** BEGIN Excerpt provided **

Tremper Longman: Tirzah: the capital of the northern kingdom from the time of Jeroboam (1 Kings 14:17; 15:21, 33; 16:6, 8, 9, 15, 17, 23) until Omri moved the capital to his new city of Samaria (1 Kings 16:24, 28).

Tom Gledhill: The comparison of the beautiful girl to capital cities falls somewhat strangely upon our modern ears. But the resemblance is not so much in physical beauty (who would these days think of likening a girl to a city?), but in royalty, power and stature.

Iain Duguid: Tirzah sounds like rāṣâ, ‘to desire, take pleasure in’. Like these famous cities, the woman is beautiful and desirable, the source of the man’s peace.

Bruce Hurt: This would be very apropos coming from a king and one who had seen impressive armies. And so looking at his bride was like surveying an awesome army with banners waving in full array and glory. As stated below the word Solomon chooses (ayom) combines a mixture of awe and fear at the beauty of his bride.

II. (:5-7) EXQUISITE

A. (:5a) Eyes

“Turn your eyes away from me,

For they have confused me;”

Duane Garrett / Paul House: The point here is probably that her eyes so excite him that he can hardly keep a cool head and not that she makes him feel ashamed. So in the hipʿil should be taken to mean “embolden” or “excite” rather than “embarrass.” The meaning seems to be that he can hardly keep his head when near her; everything about her sweeps him away.

Richard Hess: It is not that they are dreadful to behold. Rather, they possess a power of attraction that the male cannot resist. They overwhelm him; their beauty enchants him. Unlike 4:1, where her eyes were likened to doves, here they possess a much greater power. The theme of the strength of their attractiveness, and its association with the image of martial power in the preceding verse, introduces a new aspect of the love that the male describes. From the desire emerges a strength in which the female holds him fast. Such is her power that he cannot avert his own gaze;

Iain Provan: There is wondrous beauty in all of this, but it is beauty with an edge—an awesome loveliness that induces trembling as well as devotion. It is this aspect of the woman’s beauty that is perhaps picked up also at the beginning of 6:5, where her eyes are said to “overwhelm” the man (although what this means precisely is unclear). He can hardly bear to look into them, so unsettling does he find them to be.

B. (:5b) Hair

“Your hair is like a flock of goats

That have descended from Gilead.”

** END Excerpt provided **
** BEGIN Source excerpt **

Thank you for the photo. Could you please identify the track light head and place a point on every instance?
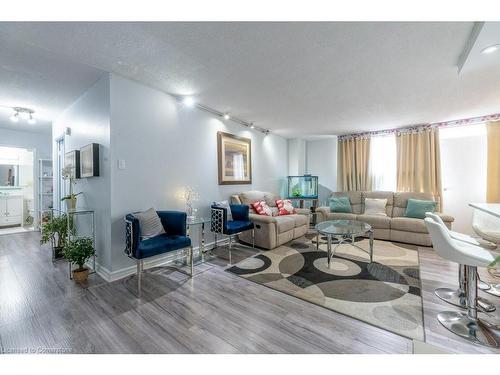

** END Source excerpt **

● **Actions to take**
1 – Summarize the commentary excerpt in two sentences.
2 – In the commentary excerpt, recast the paragraph beginning "Richard Hess: It is not that they are dreadful to behold" as a short list that keeps its main points.
3 – Write the next part of the commentary excerpt, starting after the quoted verse about the flock of goats descending from Gilead.
The lines above have no connection to the commentary excerpt.

● **The results**
1 – The commentators identify Tirzah as the capital of the northern kingdom from Jeroboam's time until Omri moved it to Samaria. They say that comparing the woman to such cities suggests royalty, power, stature and desirability, and that her eyes are not dreadful but so overwhelmingly attractive that the man can hardly keep his head or bear to look at them.

2 –
- Her eyes are not dreadful to look at; they have a power of attraction the man cannot resist.
- They overwhelm him, and their beauty enchants him.
- In 4:1 her eyes were likened to doves, but here they have much greater power.
- Their strong attractiveness, tied to the martial imagery of the preceding verse, introduces a new aspect of the love the man describes.
- From desire comes a strength by which she holds him fast, so that he cannot avert his gaze.

3 –
C. (:6) Teeth

“Your teeth are like a flock of ewes

Which have come up from their washing,

All of which bear twins,

And not one among them has lost her young.”

D. (:7) Temples

“Your temples are like a slice of a pomegranate

Behind your veil.”

III. (:8-10) INCOMPARABLE

A. (:8-9a) Uniquely Worthy of Praise for Her Perfection and Purity

“There are sixty queens and eighty concubines, And maidens without number;

9 But my dove, my perfect one, is unique: She is her mother’s only daughter;

She is the pure child of the one who bore her.”

Tremper Longman: He describes three classes of women in this verse: queens, concubines, and young women. These three categories may reflect different levels within the royal harem. . . The three classes of women in the court move from most important in terms of status to less important.

Tom Gledhill: However many royal beauties, consorts, maidens there may be, our girl outshines them all in the radiance of her dazzling splendour. . .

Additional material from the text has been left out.